KOMİSYON KONUŞMASI

NEVROZ UYSAL ASLAN (Şırnak) - Sayın Bakan, sevgili bürokratlar; bugün, hepinizi, birçok alanda uzman ve sorumlu kişileri bir arada görünce soracak, konuşacak veya iletecek birçok konu çıkıyor başlı başına içerisinden.

Ben aynı zamanda İnsan Haklarını İnceleme Komisyonu üyesiyim, göreve ilk başladığımızda Sayın Bakandan bir randevu talebimiz olmuştu -kendisi umarım dinliyordur beni- ancak şu ana kadar bu randevularımıza herhangi bir dönüş alabilmiş değiliz.

Bugün bu kadar kısa bir sürede sizlere birçok konuda soru iletmem ya da açıklama yapmam mümkün değil; tam da bu nedenle, Anayasa'nın bizlere vermiş olduğu Meclis denetim yöntemini, soru önergelerini kullanıyoruz ancak şu ana kadar İmralı'da Sayın Öcalan ve 3 mahpusun mutlak tutukluluk hâlleri, hasta mahpuslar, cezaevlerinde Kürtçenin yasaklanması, keyfî şekilde sevklerin reddi, cezaevinde tutulan anne ve çocukların koşulları, cezaevlerindeki kötü muameleler ve idare ve gözlem kurulunun hukuka aykırı ve keyfî kararlarıyla ilgili sadece şahsımın verdiği 23 ayrı önergeye, yine, grubumuza ait 200'den fazla soru önergesine Adalet Bakanlığından hâlâ tek bir cevap alabilmiş değiliz. Bu soru önergelerini vermemizin tam da bugün burada tartıştığımız noktalardaki etkisi hem Anayasa'nın bizlere vermiş olduğu denetimi gerçekleştirmek hem de kamuoyuna ve seçildiğimiz insanlara karşı bir sorumluluğumuz.

Söyleyecek birçok konu var ancak biz burada -benden önceki milletvekillerinin de ifade etmiş olduğu- Türkiye'nin Avrupa İnsan Hakları Mahkemesine karşı sorumluluğu ve bağlayıcılığıyla alakalı... Maalesef bugün Türkiye'de Yargıtay ve Anayasa Mahkemesi arasında bir yargı krizinin, "darbe teşebbüsü" olarak ifade edilen bir sürecin öncesinde örülen süreçler, iç hukuktaki hukuksuzluklar, yargının bağımsızlığı ve tarafsızlığı sorunları ama aynı zamanda Türkiye'nin Avrupa İnsan Hakları Mahkemesi kararlarına karşı olan sorumluluğu... Bugün burada ifade ettiğimiz basın özgürlüğü, yaşam hakkı ihlalleri, cezaevlerindeki süreçler, mevzuatımızın sözleşme standartlarına aykırılığı, kadına karşı şiddet ve Toplantı ve Gösteri Yürüyüşleri Kanunu'yla ilgili Avrupa İnsan Hakları Mahkemesinin kararlarını denetleyen Bakanlar Komitesinin önündeki 11 ayrı başlıkta Türkiye'nin denetim süreci hâlâ devam etmekte. Bu denetim süreçlerinden 2 tanesini örnek vereceğim sizlere. Bir tanesi Işıkırık davası, 2017'de verilen bir karar; bugün hâlâ yürürlükte olan TCK 220/6'ya atıfla TCK 314/3 ve 2'nin yani örgüt üyesi olmamakla beraber örgüt adına suç işleme suçunun yasal olarak yapısal kanuni düzenlemenin engel olduğuna ve ihlaline dair karar. Bu karar hâlâ uygulanmıyor ve bu kararla ilgili Anayasa Mahkemesine yapılan başvurularda 2021 Hazirandaki Hamit Yakut kararı pilot karar olarak seçildi ve var olan ihlalin yasamadan kaynaklandığını... Bir kanuni değişiklik için bizlere, Meclise gönderildi bu karar ve sorumluluğu sizlerde ancak aradan iki yıldan fazla süre geçmesine rağmen, öngörülebilir ve belirli olmadığına karar verilen bu mevzuat hükmüyle ilgili Adalet Komisyonunda tek bir hazırlık olmadığı hâlde Bakanlığınızın, Adalet Bakanlığının Komiteye vermiş olduğu cevaplarda ilgili cezaya dair kaç kişi...

*Veri Listesi*
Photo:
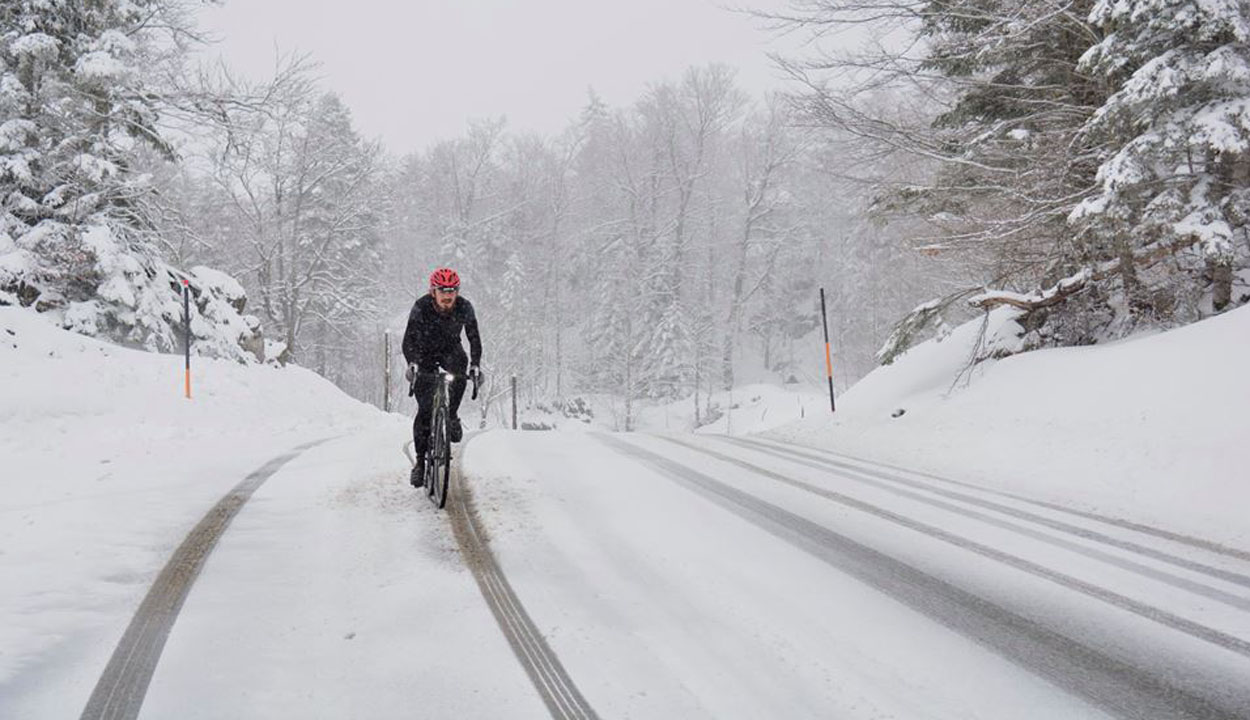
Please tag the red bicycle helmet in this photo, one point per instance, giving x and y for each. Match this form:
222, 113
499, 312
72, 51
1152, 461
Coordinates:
444, 278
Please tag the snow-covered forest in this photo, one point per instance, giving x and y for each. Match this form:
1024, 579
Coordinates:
1085, 163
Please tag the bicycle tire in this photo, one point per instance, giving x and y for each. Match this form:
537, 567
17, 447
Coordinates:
431, 456
441, 459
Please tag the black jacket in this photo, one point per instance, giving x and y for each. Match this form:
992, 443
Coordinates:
430, 334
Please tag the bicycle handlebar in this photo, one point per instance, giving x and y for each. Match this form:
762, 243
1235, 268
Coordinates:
411, 386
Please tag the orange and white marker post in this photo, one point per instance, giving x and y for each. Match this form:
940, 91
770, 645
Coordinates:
186, 325
829, 358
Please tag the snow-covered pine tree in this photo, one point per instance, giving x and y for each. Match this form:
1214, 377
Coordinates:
75, 229
1169, 218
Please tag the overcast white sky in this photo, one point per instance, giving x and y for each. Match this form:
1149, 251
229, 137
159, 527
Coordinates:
416, 71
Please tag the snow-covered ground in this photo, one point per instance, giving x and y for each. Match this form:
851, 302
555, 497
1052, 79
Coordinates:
338, 591
1153, 429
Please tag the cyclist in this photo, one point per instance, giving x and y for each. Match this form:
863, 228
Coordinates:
433, 340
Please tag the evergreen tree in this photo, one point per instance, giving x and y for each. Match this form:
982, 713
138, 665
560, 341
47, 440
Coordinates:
1175, 148
76, 221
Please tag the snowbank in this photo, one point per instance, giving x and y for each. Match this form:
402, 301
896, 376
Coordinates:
104, 468
1153, 429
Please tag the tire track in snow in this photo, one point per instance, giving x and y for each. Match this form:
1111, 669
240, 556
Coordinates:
879, 470
540, 663
120, 691
1119, 688
1058, 541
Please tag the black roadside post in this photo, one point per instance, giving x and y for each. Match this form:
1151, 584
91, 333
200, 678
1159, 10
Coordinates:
186, 328
829, 359
514, 401
386, 371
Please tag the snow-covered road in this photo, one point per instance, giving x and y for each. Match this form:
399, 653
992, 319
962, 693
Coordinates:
683, 576
730, 579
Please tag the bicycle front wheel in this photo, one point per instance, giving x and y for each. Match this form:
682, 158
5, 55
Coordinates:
441, 460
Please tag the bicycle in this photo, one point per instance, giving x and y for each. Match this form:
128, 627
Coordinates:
438, 454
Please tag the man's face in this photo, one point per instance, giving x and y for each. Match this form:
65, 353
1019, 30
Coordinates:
444, 298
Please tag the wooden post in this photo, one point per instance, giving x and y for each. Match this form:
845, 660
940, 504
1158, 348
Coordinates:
386, 371
829, 359
186, 328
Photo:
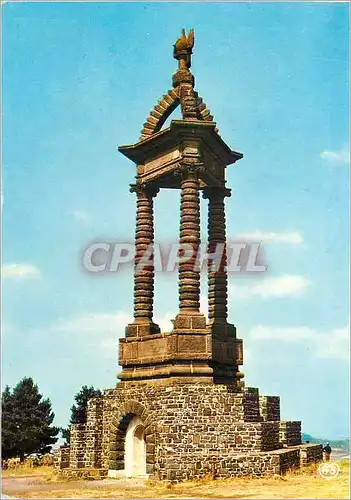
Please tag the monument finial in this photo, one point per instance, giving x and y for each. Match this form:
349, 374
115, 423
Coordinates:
183, 49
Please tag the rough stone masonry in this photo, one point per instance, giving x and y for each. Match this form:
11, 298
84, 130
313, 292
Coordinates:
194, 414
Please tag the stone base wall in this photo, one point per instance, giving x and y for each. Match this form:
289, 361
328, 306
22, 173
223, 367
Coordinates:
290, 433
77, 446
311, 453
190, 430
270, 407
62, 458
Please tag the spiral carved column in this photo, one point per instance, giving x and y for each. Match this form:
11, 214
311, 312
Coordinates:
189, 276
144, 272
217, 278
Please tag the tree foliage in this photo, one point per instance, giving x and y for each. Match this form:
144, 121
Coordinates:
79, 409
27, 420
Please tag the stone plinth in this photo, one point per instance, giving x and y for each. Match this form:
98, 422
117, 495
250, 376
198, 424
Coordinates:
190, 430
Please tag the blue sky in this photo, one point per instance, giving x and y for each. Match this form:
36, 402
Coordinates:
79, 80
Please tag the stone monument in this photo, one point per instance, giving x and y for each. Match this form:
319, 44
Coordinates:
181, 409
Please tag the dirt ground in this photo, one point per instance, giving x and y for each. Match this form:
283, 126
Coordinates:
300, 484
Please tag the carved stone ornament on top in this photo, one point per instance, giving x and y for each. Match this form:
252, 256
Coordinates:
182, 94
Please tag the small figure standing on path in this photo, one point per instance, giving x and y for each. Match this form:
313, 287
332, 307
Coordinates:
326, 452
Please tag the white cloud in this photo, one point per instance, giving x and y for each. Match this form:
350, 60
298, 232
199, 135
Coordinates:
281, 286
332, 344
81, 216
102, 331
290, 237
336, 157
20, 271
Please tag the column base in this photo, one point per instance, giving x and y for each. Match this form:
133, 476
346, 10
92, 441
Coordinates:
141, 329
189, 321
222, 329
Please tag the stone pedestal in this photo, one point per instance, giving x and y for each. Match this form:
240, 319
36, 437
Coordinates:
192, 430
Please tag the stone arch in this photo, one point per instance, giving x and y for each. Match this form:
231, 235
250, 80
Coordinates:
118, 430
165, 108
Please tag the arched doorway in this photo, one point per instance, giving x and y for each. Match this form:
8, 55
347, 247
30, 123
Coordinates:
135, 449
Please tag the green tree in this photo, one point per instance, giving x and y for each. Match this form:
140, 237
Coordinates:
79, 409
26, 421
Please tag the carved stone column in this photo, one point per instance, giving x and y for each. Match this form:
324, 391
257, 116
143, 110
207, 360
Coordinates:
217, 278
144, 272
189, 276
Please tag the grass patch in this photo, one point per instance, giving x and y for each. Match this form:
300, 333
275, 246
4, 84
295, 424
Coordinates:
301, 483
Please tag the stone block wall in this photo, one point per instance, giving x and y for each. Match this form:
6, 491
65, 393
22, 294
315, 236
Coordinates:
62, 458
77, 446
311, 453
269, 407
93, 433
190, 430
290, 433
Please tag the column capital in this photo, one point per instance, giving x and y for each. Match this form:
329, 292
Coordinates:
142, 188
188, 168
216, 193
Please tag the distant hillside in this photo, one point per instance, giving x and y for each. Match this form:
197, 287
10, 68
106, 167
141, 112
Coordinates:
334, 443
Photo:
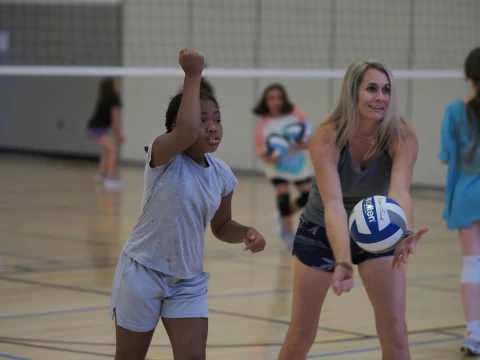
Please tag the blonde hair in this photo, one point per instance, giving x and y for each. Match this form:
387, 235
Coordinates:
346, 116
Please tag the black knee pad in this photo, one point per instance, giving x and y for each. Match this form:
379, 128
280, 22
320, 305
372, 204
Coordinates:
283, 203
302, 199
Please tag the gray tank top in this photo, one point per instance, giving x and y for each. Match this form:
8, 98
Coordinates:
356, 185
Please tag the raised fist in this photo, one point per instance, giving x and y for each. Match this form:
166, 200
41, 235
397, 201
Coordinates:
191, 62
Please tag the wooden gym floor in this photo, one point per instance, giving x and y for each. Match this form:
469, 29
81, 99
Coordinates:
60, 237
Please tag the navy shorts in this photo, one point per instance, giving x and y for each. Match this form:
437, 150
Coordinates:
312, 248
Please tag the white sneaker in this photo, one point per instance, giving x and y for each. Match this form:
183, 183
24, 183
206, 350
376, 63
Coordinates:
98, 178
470, 346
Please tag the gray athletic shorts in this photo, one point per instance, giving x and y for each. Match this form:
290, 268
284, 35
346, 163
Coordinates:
140, 296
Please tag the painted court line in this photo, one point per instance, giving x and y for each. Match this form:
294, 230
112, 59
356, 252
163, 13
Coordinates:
5, 356
373, 349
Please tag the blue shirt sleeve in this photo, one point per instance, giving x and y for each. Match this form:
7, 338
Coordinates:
447, 140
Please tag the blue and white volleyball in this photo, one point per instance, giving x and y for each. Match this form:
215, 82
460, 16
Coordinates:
299, 132
377, 224
276, 145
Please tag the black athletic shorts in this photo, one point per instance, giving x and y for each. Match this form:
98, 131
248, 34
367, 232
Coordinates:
312, 248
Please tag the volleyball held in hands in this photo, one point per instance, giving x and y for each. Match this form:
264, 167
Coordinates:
279, 145
377, 224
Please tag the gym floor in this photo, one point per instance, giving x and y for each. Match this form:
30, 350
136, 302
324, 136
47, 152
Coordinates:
60, 238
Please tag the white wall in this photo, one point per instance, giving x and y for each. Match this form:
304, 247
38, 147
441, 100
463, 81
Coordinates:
229, 34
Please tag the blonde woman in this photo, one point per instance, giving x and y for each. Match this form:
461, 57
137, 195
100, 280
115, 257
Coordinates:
363, 148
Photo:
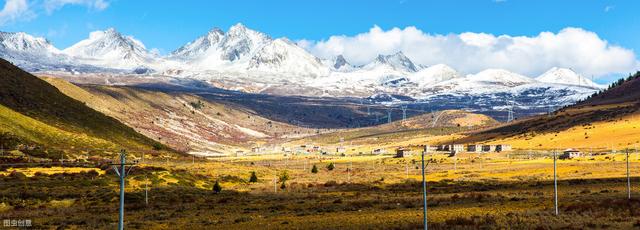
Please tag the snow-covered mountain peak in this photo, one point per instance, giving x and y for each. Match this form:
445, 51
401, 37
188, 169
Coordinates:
22, 42
397, 61
111, 49
434, 74
241, 41
199, 46
500, 76
339, 63
567, 77
284, 56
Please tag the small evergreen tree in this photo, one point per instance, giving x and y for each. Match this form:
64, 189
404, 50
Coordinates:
217, 188
283, 179
331, 166
253, 178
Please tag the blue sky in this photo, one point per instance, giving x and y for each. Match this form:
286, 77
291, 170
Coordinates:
166, 25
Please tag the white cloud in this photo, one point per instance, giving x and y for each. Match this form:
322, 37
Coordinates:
469, 52
53, 5
15, 10
608, 8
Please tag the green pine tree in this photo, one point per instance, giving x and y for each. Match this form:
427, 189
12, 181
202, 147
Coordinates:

*Yapılacak İş*
Şu ifadelerin verilen metinle uyuşup uyuşmadığını belirtin. Her biri için evet ya da hayır yazın ve kararı belirleyen sözleri metinden birebir alıntılayın.
1. Konuşmacı, İnsan Haklarını İnceleme Komisyonunda da görev yapmaktadır.
2. Adalet Bakanlığı, konuşmacının verdiği önergelerin bir kısmını yanıtlamıştır.
3. Işıkırık davasındaki karar 2019 yılında verilmiştir.
Bu iş için kayıtlara bakmak gerekmez.

*Yanıt*
1. Evet. "Ben aynı zamanda İnsan Haklarını İnceleme Komisyonu üyesiyim"
2. Hayır. "Adalet Bakanlığından hâlâ tek bir cevap alabilmiş değiliz"
3. Hayır. "Işıkırık davası, 2017'de verilen bir karar"